* **任务**: 将下列全部材料中的“photo”一律改为“image”，其余内容原样不动，重新写出这些行。

标注点记录:
----------

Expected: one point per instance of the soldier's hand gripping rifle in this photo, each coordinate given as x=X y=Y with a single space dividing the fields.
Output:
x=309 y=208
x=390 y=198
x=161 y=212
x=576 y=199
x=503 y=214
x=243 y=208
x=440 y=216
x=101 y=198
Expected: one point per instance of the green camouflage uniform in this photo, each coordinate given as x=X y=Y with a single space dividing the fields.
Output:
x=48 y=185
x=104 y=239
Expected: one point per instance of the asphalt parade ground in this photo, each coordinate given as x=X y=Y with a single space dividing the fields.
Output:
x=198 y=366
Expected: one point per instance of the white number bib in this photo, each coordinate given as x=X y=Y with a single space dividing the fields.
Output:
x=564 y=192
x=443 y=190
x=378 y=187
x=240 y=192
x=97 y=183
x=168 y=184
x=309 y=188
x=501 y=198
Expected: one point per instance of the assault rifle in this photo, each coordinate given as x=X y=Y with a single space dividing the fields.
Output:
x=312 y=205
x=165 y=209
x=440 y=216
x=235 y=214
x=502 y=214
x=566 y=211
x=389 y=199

----------

* **结果**:
Expected: one point per instance of the soldier's hand gripping rifle in this image, each coordinate given as x=X y=Y with a single space dividing the fields.
Output:
x=309 y=208
x=390 y=198
x=161 y=212
x=576 y=199
x=503 y=214
x=243 y=208
x=440 y=216
x=101 y=198
Expected: one point per instance of the green camouflage uniform in this image, each coordinate given as x=X y=Y with a single space dividing the fields.
Output:
x=48 y=185
x=104 y=239
Expected: one point per instance of the asphalt parade ground in this image, each coordinate given as x=X y=Y with a single space dividing the fields.
Output:
x=198 y=366
Expected: one point per instance of the white number bib in this image, each coordinate given as x=X y=Y with a single space dividing the fields.
Output:
x=564 y=192
x=443 y=190
x=378 y=187
x=240 y=192
x=97 y=183
x=168 y=184
x=309 y=188
x=501 y=198
Expected: one point per instance of the assault rifle in this image, each coordinate given as x=X y=Y with a single space dividing the fields.
Output:
x=312 y=205
x=165 y=209
x=440 y=216
x=235 y=214
x=502 y=214
x=566 y=211
x=389 y=199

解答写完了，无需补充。